*** DOCUMENT EXCERPT ***

Now, let's load the CodeBERT tokenizer, which has been specially trained to handle code tokens:

In [None]:
# Load the CodeBERT tokenizer with error handling and caching
try:
    tokenizer = AutoTokenizer.from_pretrained(MODEL_ID, use_fast=True)  # Use fast tokenizer for better performance
    print(f"Tokenizer vocabulary size: {len(tokenizer)}")
    print(f"Tokenizer type: {tokenizer.__class__.__name__}")
except Exception as e:
    print(f"Error loading tokenizer: {e}")
    raise

## Data Preparation

Since we're dealing with a code understanding task, we need to prepare our data appropriately. The dataset contains Swift code files, so we'll need to create labeled data for our task.

For this demonstration, we'll create a binary classification task that determines whether the code is a Package.swift file (which is used for Swift package management) or not. This is just an example task - in a real application, you might have more complex classification targets.

In [None]:
# Create a classification dataset based on whether the file is a Package.swift file
def add_labels(example):
    # Label 1 if it's a Package.swift file, 0 otherwise
    example['label'] = 1 if 'Package.swift' in example['path'] else 0
    return example

try:
    # Apply the labeling function
    labeled_data = data['train'].map(add_labels)
    
    # Check the distribution of labels using collections.Counter
    import collections
    all_labels = labeled_data['label']
    label_counter = collections.Counter(all_labels)
    print("Label distribution:")
    for label, count in label_counter.items():
        print(f"Label {label}: {count} examples ({count/len(labeled_data)*100:.2f}%)")
        
    # Check for label imbalance
    min_label_count = min(label_counter.values())
    max_label_count = max(label_counter.values())
    imbalance_ratio = max_label_count / min_label_count if min_label_count > 0 else float('inf')
    
    if imbalance_ratio > 10:
        print(f"WARNING: Severe label imbalance detected (ratio: {imbalance_ratio:.2f}). Consider using class weights or resampling.")
    elif imbalance_ratio > 3:
        print(f"WARNING: Moderate label imbalance detected (ratio: {imbalance_ratio:.2f}). Consider using class weights.")
except Exception as e:
    print(f"Error preparing dataset: {e}")

*** PROVIDED MATERIAL ***

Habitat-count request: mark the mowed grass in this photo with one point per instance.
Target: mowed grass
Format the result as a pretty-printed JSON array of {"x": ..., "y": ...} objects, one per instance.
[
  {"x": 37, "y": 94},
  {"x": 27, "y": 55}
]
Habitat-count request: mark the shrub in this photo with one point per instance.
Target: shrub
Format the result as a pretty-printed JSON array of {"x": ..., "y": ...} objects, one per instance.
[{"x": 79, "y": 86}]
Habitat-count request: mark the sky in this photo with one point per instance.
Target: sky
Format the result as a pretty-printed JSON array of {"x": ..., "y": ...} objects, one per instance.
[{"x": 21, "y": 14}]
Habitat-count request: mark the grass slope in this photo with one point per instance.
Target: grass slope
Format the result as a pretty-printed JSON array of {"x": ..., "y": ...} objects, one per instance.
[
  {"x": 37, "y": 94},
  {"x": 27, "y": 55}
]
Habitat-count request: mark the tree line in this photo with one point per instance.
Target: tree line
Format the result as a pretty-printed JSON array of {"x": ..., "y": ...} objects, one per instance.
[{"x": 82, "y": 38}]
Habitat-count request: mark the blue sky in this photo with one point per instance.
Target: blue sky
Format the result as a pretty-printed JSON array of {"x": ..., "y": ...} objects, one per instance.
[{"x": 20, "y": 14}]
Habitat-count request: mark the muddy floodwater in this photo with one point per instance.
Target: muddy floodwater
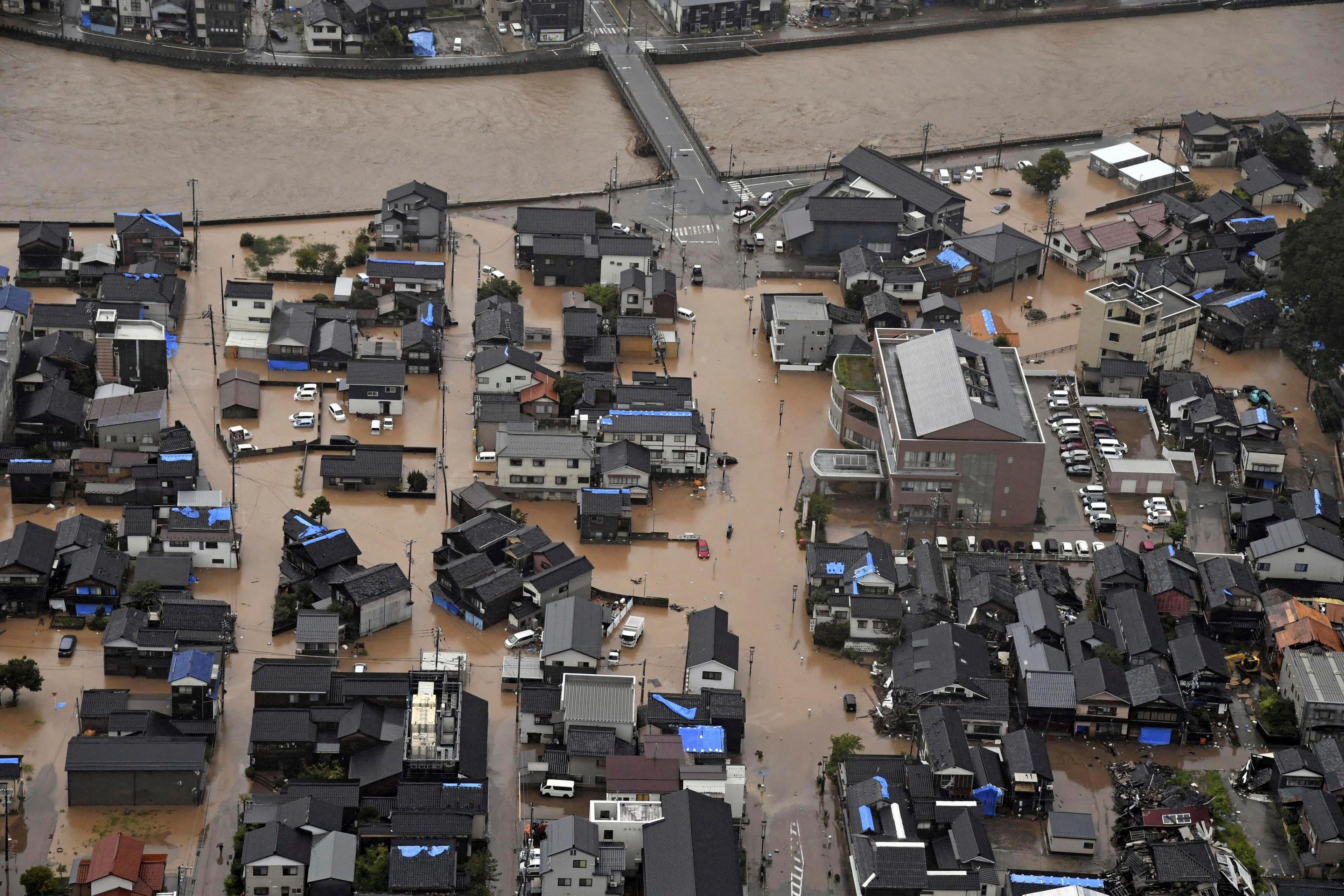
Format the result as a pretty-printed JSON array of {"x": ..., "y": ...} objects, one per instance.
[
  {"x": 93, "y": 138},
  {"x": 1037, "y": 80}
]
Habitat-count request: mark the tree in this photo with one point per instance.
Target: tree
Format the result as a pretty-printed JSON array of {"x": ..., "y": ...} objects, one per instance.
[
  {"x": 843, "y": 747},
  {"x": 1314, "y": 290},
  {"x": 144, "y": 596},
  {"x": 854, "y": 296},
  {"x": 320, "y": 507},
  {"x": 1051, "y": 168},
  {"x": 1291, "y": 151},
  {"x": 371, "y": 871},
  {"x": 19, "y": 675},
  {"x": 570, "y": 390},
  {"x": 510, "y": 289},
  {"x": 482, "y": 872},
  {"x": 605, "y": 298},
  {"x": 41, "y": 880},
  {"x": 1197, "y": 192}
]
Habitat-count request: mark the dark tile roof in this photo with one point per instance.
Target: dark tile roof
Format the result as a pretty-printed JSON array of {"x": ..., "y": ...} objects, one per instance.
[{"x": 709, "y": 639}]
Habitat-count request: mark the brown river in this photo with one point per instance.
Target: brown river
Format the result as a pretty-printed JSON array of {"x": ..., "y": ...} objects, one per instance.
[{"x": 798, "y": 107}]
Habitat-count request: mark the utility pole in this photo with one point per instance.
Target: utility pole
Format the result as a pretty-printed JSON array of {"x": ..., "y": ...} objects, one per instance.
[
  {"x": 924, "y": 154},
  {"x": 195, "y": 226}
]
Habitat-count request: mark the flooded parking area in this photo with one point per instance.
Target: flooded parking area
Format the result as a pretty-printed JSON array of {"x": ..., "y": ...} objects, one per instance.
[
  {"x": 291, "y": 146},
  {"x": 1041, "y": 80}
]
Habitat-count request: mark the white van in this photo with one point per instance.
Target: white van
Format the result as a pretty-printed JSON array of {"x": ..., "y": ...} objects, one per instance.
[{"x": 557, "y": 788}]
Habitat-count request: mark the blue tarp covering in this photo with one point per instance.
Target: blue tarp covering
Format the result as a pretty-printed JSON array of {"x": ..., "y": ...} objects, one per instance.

***

- [OBJECTIVE 1]
Please copy the records word for word, from the line containing "Habitat-count request: mark the utility" through the last line of the records.
- [OBJECTIVE 2]
Write the next part of the CodeBERT notebook text, picking up after its final line.

- [FINAL RESULT 1]
Habitat-count request: mark the utility pole in this photo with one point per instance.
Target: utility pole
Format the result as a pretty-printed JSON array of {"x": ..., "y": ...} objects, one per instance.
[
  {"x": 924, "y": 154},
  {"x": 195, "y": 226}
]
Habitat-count request: mark the flooded parking area in this photo with one point per instance.
Target: flooded parking area
Format the result as a pretty-printed JSON array of {"x": ..., "y": ...} objects, one per instance.
[
  {"x": 291, "y": 146},
  {"x": 1041, "y": 80}
]
Habitat-count request: mark the white van in this photo with one point per instance.
Target: white van
Format the result as a pretty-printed JSON array of {"x": ..., "y": ...} objects, one per instance.
[{"x": 557, "y": 788}]
Habitat-count request: mark the blue tarp covering in this photo with one point per instance.
Target: blue tarp covering
Format the result as a pretty-printed JSON array of {"x": ..., "y": ...} objects, one per instance.

- [FINAL RESULT 2]
    raise

## Dataset Splitting

Now let's split our data into training and validation sets. We'll use scikit-learn's train_test_split to avoid the ClassLabel issue:

In [None]:
try:
    # Convert to pandas DataFrame for easier manipulation
    df = labeled_data.to_pandas()
    
    # Split using scikit-learn's train_test_split with stratification
    train_df, val_df = sklearn_train_test_split(
        df, 
        test_size=0.1, 
        random_state=42, 
        stratify=df['label']
    )
    
    # Convert back to HuggingFace datasets
    train_data = Dataset.from_pandas(train_df)
    val_data = Dataset.from_pandas(val_df)
    
    # Verify label distribution after split
    train_label_counter = collections.Counter(train_data['label'])
    val_label_counter = collections.Counter(val_data['label'])
    
    print(f"Training set size: {len(train_data)}")
    print(f"Training label distribution: {dict(train_label_counter)}")
    print(f"Validation set size: {len(val_data)}")
    print(f"Validation label distribution: {dict(val_label_counter)}")
    
    # Check if dataset is large (might cause memory issues)
    if len(train_data) > 10000:
        print("\nWARNING: You are training on a large dataset.")
        print("This may require significant memory, especially when using a GPU.")
        print("Consider reducing batch size or using gradient accumulation if you encounter memory issues.")
except Exception as e:
    print(f"Error splitting dataset: {e}")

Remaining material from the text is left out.